Exercise brief: Recast the part of the listing that opens with the line containing "Can you find the green tree?" and closes with the line containing "<point>117,16</point>", both lines included, as a Markdown table with the columns Row and Line, where Row numbers each line and blank lines are left out.

Records to process:
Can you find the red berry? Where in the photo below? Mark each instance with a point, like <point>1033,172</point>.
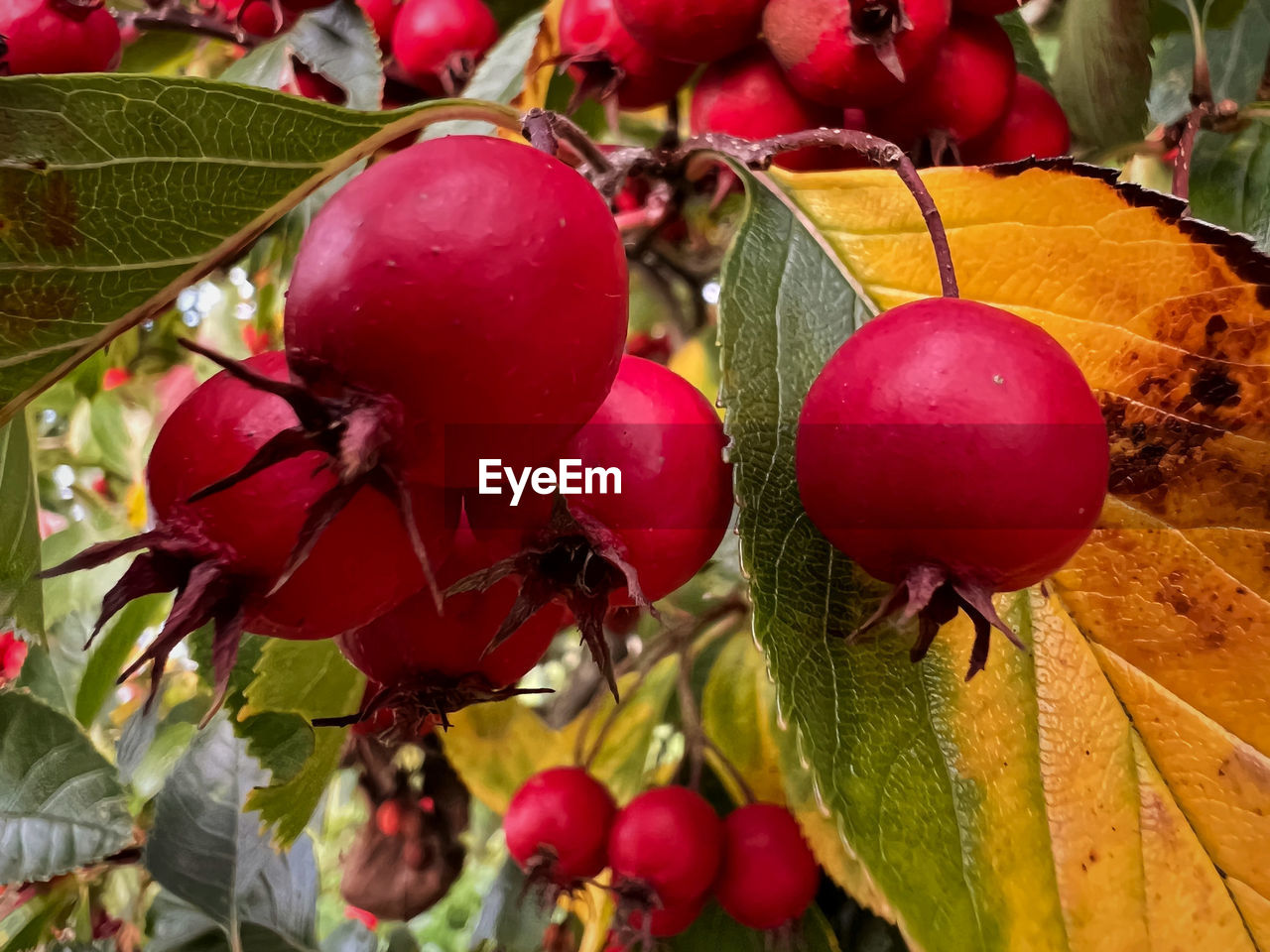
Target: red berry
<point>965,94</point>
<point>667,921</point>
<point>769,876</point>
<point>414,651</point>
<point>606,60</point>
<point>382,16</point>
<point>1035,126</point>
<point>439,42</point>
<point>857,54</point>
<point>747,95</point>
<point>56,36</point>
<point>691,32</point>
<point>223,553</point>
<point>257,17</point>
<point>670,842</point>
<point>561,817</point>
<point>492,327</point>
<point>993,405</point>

==

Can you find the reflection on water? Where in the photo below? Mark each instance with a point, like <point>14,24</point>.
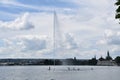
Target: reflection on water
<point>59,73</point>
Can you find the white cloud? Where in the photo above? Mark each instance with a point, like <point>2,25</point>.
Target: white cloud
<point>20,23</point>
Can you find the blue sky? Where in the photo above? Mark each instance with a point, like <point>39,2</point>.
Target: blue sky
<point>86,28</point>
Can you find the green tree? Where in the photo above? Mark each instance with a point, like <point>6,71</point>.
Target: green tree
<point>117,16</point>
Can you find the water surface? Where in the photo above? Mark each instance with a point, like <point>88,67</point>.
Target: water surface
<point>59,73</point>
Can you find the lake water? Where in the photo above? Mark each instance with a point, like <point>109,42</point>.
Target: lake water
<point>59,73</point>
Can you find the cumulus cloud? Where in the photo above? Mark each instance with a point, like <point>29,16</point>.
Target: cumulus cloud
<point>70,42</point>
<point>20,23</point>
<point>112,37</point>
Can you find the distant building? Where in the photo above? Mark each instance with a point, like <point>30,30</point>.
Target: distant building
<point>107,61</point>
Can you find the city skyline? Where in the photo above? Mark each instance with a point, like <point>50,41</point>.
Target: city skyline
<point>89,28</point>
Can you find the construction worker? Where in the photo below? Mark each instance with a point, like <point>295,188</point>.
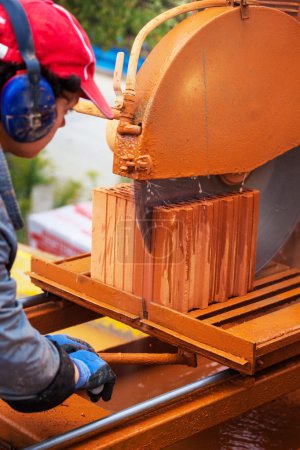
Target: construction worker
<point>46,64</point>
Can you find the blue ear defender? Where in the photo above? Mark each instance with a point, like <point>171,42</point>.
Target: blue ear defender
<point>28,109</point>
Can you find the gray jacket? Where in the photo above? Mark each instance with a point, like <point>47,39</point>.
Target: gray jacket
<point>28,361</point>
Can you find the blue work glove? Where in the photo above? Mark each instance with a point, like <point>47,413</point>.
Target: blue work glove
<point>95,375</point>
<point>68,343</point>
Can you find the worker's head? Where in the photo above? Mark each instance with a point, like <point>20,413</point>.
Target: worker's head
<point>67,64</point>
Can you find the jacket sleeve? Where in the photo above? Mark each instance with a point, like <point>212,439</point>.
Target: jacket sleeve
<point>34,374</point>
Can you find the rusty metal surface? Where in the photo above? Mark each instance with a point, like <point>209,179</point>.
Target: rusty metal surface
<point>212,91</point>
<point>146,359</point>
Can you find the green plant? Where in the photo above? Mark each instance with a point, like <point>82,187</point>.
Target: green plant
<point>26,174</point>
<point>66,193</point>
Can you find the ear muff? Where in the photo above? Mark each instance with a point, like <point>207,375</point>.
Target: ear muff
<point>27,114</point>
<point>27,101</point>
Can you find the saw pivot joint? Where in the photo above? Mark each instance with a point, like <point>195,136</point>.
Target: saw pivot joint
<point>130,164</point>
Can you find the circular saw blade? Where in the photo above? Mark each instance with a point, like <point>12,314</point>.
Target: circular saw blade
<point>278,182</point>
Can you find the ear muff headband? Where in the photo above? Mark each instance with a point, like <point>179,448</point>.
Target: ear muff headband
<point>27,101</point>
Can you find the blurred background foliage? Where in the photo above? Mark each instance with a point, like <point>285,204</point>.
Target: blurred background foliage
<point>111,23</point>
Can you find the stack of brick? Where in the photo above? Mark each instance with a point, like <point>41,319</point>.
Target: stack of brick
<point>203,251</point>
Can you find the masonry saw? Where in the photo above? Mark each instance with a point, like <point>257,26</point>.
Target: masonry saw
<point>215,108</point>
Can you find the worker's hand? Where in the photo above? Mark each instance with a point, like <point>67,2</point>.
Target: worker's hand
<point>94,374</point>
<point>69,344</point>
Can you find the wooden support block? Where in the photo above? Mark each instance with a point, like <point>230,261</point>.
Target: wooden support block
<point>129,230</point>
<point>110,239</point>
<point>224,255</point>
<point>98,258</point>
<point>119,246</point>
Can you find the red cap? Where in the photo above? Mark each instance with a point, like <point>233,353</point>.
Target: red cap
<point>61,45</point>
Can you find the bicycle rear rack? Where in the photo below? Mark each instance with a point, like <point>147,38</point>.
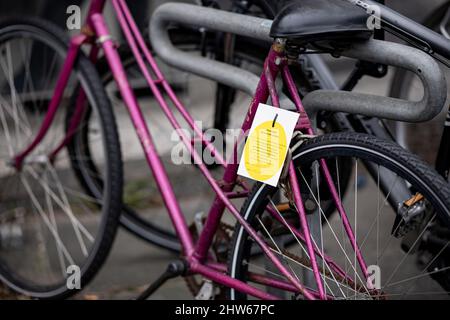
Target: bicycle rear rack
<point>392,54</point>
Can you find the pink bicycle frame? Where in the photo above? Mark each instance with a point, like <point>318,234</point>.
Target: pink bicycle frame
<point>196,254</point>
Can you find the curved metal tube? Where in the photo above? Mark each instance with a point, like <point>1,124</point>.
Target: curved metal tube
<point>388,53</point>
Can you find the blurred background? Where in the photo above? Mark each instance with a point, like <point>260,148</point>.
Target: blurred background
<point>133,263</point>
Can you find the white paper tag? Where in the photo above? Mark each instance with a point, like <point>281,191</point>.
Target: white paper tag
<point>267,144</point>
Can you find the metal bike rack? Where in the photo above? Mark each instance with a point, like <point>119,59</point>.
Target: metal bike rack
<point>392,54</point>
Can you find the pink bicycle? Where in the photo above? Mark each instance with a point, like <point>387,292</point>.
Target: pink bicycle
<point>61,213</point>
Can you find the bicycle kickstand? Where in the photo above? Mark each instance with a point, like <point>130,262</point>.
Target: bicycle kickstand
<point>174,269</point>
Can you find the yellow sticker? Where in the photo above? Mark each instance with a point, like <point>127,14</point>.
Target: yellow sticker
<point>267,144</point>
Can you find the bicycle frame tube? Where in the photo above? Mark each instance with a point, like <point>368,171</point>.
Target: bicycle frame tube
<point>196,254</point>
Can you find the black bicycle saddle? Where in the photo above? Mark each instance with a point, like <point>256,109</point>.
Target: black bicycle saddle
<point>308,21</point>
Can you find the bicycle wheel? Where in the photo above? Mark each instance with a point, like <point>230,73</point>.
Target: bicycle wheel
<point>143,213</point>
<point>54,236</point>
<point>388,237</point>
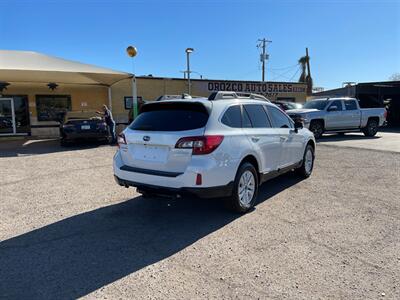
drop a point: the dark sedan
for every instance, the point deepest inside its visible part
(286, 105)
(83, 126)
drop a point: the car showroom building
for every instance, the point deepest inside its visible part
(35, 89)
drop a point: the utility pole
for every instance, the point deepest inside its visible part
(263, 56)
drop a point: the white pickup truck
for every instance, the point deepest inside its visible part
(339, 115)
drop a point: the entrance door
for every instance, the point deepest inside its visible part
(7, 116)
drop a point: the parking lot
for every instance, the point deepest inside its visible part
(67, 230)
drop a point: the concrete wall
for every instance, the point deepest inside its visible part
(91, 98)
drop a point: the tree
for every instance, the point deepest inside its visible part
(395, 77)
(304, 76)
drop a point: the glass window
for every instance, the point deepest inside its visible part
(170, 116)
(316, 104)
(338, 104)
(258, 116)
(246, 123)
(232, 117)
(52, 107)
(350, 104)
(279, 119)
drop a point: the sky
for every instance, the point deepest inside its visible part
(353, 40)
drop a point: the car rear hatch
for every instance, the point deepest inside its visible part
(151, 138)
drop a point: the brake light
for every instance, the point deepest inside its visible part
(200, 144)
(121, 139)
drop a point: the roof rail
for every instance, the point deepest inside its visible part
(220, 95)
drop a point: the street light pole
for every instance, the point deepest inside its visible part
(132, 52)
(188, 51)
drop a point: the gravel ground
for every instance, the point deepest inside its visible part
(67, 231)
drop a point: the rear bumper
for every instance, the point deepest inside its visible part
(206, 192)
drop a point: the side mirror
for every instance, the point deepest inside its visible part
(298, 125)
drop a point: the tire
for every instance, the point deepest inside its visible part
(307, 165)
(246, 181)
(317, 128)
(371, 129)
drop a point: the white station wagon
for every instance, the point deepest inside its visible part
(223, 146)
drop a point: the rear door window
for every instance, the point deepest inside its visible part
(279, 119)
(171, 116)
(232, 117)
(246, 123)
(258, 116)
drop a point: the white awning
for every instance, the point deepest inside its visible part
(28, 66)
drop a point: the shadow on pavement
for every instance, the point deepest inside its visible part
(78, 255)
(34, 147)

==

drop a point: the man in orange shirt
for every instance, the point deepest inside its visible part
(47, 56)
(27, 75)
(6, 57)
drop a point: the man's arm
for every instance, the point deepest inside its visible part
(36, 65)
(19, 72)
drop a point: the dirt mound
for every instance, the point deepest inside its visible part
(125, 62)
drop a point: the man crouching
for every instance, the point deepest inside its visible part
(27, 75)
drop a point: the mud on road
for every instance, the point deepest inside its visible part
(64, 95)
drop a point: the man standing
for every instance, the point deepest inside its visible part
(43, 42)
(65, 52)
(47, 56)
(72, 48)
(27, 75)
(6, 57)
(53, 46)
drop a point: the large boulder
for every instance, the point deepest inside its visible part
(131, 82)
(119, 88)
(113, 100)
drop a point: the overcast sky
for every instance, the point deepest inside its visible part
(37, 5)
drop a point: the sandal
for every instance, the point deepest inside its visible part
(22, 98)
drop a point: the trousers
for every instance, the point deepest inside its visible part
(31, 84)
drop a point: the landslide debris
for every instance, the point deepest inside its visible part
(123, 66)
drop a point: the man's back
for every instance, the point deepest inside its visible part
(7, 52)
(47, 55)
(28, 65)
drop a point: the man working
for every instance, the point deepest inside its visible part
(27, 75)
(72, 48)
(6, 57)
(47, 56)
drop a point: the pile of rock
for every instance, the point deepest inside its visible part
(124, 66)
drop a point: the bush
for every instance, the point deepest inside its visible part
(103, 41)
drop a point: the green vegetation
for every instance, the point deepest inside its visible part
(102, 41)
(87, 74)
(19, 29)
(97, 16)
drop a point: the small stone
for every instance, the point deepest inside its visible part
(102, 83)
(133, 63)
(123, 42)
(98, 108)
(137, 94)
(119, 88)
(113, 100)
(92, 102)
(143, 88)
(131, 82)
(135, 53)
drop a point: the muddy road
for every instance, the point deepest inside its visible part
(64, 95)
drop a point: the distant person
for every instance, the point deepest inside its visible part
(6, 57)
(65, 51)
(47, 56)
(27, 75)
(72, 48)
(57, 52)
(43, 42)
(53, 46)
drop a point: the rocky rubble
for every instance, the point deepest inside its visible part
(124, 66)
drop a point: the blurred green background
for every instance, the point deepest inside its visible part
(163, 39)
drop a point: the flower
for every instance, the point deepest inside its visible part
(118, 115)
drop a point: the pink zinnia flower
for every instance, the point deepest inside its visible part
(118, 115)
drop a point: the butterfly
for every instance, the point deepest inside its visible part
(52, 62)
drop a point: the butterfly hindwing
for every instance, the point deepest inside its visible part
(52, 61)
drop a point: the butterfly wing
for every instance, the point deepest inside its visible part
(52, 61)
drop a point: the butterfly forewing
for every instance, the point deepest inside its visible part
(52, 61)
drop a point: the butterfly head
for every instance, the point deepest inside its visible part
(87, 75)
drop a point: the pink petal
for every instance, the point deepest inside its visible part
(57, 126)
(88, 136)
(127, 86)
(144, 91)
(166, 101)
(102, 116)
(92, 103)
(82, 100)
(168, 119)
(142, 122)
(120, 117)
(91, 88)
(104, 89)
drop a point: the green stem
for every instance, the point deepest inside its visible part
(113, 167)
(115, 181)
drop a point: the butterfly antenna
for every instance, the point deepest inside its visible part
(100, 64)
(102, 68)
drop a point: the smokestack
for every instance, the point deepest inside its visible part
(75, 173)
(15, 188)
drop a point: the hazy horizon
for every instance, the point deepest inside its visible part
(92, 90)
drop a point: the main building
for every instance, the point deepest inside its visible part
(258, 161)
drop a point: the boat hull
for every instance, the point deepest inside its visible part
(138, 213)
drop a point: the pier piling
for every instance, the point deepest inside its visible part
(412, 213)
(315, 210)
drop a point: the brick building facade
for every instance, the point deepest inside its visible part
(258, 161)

Result for this task:
| Row | Line |
|---|---|
| 1 | Can you find the green tree? Where in the photo above? Mark each instance with a point, like <point>6,71</point>. |
| 2 | Target: green tree |
| 3 | <point>117,16</point> |